# Frage zum Online-Game "Stoneage 2" ...



## Geronimo:) (20. Juni 2009)

Hi,

kennt jemand von euch das Online-Game Stoneage 2 

Dort kann man sich kostenlos registieren und dann das Game spielen.
Es ist kostenlos. Aber gerade das macht mich stutzig.
Warum kostenlos  In letzter Zeit tauchen ja immer mehr kostenlose Online-Games auf. Irgend ein Haken muß die Sache doch haben. Niemand hat etwas zu verschenken. Wo sind also die versteckten Kosten ...

Unser Sohn möchte gerne das Stoneage Game spielen. Aber ich scheue mich vor der Online-Registrierung. 

Wer hat Erfahrung mit solchen Internet Online-Games  bzw. mit Stoneage 2 ...


Geronimo
...


----------



## zkSpawn (22. Juni 2009)

Ich habe mir die Seite zu diesem Spiel mal kurz angeschaut.

Das Spiel basiert auf dem Free 2 Play Prinzip. Und finanziert sich wie die meisten Free 2 Play MMORPG's über DLC (Downloadcontent) oder Item Shops. Dies kostet jedoch meistens Geld - Ist aber nicht notwendig für das Spiel. 

Kostenlos Spielen = Ja - Keine Download-Kosten oder monatliche Gebühren

Kosten = *Jein - *Nur wenn man möchte und nicht notwendig um zu Spielen. Doch wenn man möchte gibt es einen ItemShop.
____________________
IHRE AUFGABE: Geben Sie den obigen Forenthread zum Online-Spiel „Stoneage 2“ vollständig und wortgetreu wieder.

Einträge mit Koordinatenannotation:
____________________
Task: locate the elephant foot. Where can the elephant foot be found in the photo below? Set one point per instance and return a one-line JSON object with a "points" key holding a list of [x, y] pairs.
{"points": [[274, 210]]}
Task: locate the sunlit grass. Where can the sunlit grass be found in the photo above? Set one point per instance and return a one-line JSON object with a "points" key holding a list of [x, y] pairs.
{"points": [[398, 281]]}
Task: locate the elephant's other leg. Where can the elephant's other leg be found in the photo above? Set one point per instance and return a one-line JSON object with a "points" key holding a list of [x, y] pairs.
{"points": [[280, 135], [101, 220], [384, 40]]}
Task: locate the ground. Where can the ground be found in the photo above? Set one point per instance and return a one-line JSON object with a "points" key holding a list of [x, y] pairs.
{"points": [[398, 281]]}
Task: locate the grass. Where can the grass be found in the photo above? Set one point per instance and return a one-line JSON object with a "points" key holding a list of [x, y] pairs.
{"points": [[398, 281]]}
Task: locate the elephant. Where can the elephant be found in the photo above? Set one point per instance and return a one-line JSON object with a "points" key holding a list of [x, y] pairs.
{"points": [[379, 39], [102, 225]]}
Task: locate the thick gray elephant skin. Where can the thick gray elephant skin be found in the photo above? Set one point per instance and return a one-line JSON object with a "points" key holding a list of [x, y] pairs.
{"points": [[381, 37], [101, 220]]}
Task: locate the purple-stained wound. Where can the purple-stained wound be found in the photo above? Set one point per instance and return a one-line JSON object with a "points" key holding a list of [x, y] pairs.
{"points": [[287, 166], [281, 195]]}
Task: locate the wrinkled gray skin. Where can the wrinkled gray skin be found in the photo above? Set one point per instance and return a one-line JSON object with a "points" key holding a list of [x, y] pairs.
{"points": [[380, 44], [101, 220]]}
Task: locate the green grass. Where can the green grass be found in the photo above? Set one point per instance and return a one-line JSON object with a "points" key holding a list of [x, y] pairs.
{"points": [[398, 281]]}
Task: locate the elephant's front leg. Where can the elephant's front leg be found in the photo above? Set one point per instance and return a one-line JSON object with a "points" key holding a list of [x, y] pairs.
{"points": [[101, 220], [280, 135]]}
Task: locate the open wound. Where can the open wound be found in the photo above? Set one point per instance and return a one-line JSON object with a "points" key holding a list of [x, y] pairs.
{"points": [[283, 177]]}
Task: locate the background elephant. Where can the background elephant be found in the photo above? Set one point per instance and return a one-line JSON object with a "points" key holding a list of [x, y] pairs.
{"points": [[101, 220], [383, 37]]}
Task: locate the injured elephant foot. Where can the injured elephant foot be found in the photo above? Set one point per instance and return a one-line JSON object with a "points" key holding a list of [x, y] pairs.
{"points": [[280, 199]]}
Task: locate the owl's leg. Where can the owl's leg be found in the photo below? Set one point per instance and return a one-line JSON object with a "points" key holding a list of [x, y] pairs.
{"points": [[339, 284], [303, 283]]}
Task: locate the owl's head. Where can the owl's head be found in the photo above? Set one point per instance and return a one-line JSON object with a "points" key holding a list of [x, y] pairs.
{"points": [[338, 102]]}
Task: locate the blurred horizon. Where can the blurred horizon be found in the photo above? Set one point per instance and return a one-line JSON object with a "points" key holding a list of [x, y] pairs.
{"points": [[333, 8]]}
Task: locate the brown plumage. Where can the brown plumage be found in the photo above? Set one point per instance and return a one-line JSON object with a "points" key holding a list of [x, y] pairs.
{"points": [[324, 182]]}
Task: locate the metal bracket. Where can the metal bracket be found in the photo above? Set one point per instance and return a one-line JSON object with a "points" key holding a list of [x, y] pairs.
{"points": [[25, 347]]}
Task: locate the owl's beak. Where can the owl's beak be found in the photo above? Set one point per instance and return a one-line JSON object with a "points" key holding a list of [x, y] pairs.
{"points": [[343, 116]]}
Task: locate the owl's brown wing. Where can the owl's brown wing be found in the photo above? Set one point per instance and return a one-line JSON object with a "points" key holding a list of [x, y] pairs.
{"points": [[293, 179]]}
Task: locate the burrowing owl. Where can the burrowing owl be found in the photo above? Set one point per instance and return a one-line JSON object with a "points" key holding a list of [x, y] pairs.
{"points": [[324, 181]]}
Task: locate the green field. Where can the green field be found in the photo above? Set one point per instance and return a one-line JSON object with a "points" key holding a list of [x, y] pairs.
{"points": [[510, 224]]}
____________________
DIE ANTWORT:
# Frage zum Online-Game "Stoneage 2" ...



## Geronimo:) (20. Juni 2009)

Hi,

kennt jemand von euch das Online-Game Stoneage 2 

Dort kann man sich kostenlos registieren und dann das Game spielen.
Es ist kostenlos. Aber gerade das macht mich stutzig.
Warum kostenlos  In letzter Zeit tauchen ja immer mehr kostenlose Online-Games auf. Irgend ein Haken muß die Sache doch haben. Niemand hat etwas zu verschenken. Wo sind also die versteckten Kosten ...

Unser Sohn möchte gerne das Stoneage Game spielen. Aber ich scheue mich vor der Online-Registrierung. 

Wer hat Erfahrung mit solchen Internet Online-Games  bzw. mit Stoneage 2 ...


Geronimo
...


----------



## zkSpawn (22. Juni 2009)

Ich habe mir die Seite zu diesem Spiel mal kurz angeschaut.

Das Spiel basiert auf dem Free 2 Play Prinzip. Und finanziert sich wie die meisten Free 2 Play MMORPG's über DLC (Downloadcontent) oder Item Shops. Dies kostet jedoch meistens Geld - Ist aber nicht notwendig für das Spiel. 

Kostenlos Spielen = Ja - Keine Download-Kosten oder monatliche Gebühren

Kosten = *Jein - *Nur wenn man möchte und nicht notwendig um zu Spielen. Doch wenn man möchte gibt es einen ItemShop.